§ Boundary labeling items:
<<<<

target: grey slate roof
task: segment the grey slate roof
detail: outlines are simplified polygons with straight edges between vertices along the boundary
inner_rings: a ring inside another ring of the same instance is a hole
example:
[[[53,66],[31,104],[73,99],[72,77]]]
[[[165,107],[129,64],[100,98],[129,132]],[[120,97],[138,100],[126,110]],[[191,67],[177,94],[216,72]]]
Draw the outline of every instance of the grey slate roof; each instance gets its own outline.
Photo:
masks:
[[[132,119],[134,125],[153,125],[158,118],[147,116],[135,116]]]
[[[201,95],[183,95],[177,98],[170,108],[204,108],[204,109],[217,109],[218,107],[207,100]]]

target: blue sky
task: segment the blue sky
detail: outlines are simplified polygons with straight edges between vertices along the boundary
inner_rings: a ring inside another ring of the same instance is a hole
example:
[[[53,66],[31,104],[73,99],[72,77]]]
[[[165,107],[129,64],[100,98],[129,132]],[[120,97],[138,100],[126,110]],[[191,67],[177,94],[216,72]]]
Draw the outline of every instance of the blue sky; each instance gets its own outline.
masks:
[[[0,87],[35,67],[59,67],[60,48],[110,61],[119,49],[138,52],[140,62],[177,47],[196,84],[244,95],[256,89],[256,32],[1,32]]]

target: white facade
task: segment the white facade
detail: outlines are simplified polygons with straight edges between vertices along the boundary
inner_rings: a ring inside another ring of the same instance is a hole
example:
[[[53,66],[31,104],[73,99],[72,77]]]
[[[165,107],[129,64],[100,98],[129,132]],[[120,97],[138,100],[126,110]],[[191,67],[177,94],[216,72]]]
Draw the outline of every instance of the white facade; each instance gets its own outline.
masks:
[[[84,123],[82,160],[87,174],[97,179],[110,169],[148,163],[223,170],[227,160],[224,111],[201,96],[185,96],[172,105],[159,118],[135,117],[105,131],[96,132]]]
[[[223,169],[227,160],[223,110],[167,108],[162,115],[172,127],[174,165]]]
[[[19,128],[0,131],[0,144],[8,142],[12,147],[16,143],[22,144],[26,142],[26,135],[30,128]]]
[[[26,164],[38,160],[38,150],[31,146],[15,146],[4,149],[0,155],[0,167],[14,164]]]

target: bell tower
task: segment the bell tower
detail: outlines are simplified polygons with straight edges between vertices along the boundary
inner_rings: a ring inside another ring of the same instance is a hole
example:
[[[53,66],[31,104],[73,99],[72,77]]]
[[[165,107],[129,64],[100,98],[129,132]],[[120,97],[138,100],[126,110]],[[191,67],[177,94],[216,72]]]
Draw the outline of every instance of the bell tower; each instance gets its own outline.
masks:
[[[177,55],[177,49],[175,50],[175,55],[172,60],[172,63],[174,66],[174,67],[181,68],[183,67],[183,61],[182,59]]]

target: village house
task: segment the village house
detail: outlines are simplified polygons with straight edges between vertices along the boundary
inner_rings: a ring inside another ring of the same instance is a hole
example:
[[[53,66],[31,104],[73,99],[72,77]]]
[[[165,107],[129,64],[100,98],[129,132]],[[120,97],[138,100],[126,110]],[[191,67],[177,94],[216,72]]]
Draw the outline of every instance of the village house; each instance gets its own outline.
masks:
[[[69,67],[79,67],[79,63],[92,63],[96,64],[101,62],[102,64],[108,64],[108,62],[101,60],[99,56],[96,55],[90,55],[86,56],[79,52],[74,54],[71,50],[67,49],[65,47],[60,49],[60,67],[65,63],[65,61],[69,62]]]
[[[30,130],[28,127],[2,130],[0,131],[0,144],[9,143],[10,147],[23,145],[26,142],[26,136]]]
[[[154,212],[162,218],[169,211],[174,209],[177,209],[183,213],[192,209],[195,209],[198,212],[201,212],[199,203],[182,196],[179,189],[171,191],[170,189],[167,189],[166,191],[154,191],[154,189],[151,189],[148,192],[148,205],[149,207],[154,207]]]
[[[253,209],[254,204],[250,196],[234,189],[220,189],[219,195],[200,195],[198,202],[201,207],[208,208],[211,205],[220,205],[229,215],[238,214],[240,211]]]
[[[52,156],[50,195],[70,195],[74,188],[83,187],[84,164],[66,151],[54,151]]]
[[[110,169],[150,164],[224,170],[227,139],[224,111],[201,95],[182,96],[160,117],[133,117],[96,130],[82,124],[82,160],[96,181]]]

>>>>

§ DIRECTIONS FOR THIS TASK: Write out every entry verbatim.

§ WRITTEN SOLUTION:
target: grey slate roof
task: segment the grey slate roof
detail: outlines are simplified polygons with straight edges between vertices along the boundary
inner_rings: a ring inside another ring of the same instance is a hole
example:
[[[53,66],[31,104],[73,99],[72,77]]]
[[[165,107],[129,64],[100,98],[129,132]],[[120,97],[138,100],[126,110]],[[191,67],[177,94],[216,72]]]
Draw the outline of every instance of the grey slate roof; each instance gets its own outline.
Photo:
masks:
[[[132,119],[134,125],[153,125],[158,118],[147,116],[135,116]]]
[[[201,95],[183,95],[177,98],[170,108],[204,108],[204,109],[217,109],[218,107],[207,100]]]

target: blue sky
task: segment the blue sky
detail: outlines are simplified polygons with straight edges between vertices along the boundary
inner_rings: a ring inside another ring of the same instance is a hole
example:
[[[53,66],[31,104],[73,99],[72,77]]]
[[[165,107],[129,64],[100,98],[129,132]],[[120,97],[138,100],[126,110]],[[191,67],[177,94],[216,72]]]
Draw the outline of every instance of the blue sky; each instance gets its own outline.
masks:
[[[0,87],[35,67],[59,67],[60,48],[110,61],[119,49],[138,52],[140,62],[177,47],[196,84],[244,95],[256,89],[256,32],[1,32]]]

target: white facade
task: segment the white facade
detail: outlines are simplified polygons with straight edges between vertices along the boundary
inner_rings: a ring inside another ring of the same instance is a hole
example:
[[[53,66],[31,104],[73,99],[72,77]]]
[[[165,107],[129,64],[100,98],[129,132]],[[120,97],[138,100],[126,110]],[[191,67],[177,94],[216,72]]]
Draw the outline of every instance of the white facade; each instance gets its own outline.
masks:
[[[84,123],[82,160],[87,174],[97,179],[110,169],[148,163],[223,170],[227,160],[224,111],[201,96],[185,96],[172,105],[159,118],[135,117],[105,131],[96,132]]]
[[[223,169],[227,160],[223,110],[167,108],[162,115],[172,127],[174,165]]]
[[[19,128],[0,131],[0,144],[8,142],[12,147],[16,143],[22,144],[26,142],[26,135],[30,128]]]
[[[26,164],[38,160],[38,150],[31,146],[15,146],[4,149],[0,155],[0,167],[14,164]]]

target: bell tower
task: segment the bell tower
detail: outlines are simplified polygons with straight edges between vertices along the boundary
inner_rings: a ring inside another ring of the same instance is a hole
example:
[[[53,66],[31,104],[73,99],[72,77]]]
[[[165,107],[129,64],[100,98],[129,132]],[[120,97],[138,100],[126,110]],[[191,67],[177,94],[216,72]]]
Draw the outline of every instance of the bell tower; each instance gets its own outline.
masks:
[[[177,55],[177,49],[175,50],[175,55],[172,60],[172,63],[174,66],[174,67],[181,68],[183,67],[183,61],[182,59]]]

target: village house
task: segment the village house
detail: outlines are simplified polygons with straight edges between vertices along the boundary
inner_rings: a ring inside another ring of the same instance is a hole
example:
[[[53,66],[31,104],[73,99],[72,77]]]
[[[165,107],[129,64],[100,98],[129,132]],[[120,97],[138,100],[126,110]],[[191,67],[177,94],[216,72]]]
Draw the outline of every instance of the village house; each instance gets its own outline.
masks:
[[[69,67],[79,67],[79,63],[92,63],[96,64],[101,62],[102,64],[108,64],[108,62],[101,60],[99,56],[96,55],[90,55],[86,56],[79,52],[74,54],[71,50],[67,49],[65,47],[60,49],[60,67],[65,63],[65,61],[69,62]]]
[[[30,130],[28,127],[2,130],[0,131],[0,144],[9,143],[10,147],[23,145],[26,142],[26,136]]]
[[[154,212],[162,218],[169,211],[174,209],[177,209],[183,213],[192,209],[195,209],[198,212],[201,212],[199,203],[182,196],[179,189],[171,191],[170,189],[167,189],[166,191],[154,191],[154,189],[151,189],[148,192],[148,205],[149,207],[154,207]]]
[[[253,209],[254,204],[250,196],[234,189],[220,189],[219,195],[200,195],[198,202],[201,207],[208,208],[211,205],[220,205],[229,215],[238,214],[240,211]]]
[[[52,156],[50,195],[70,195],[74,188],[83,187],[84,164],[66,151],[54,151]]]
[[[110,169],[150,164],[224,170],[227,139],[224,111],[201,95],[182,96],[160,117],[133,117],[96,130],[82,124],[82,160],[96,181]]]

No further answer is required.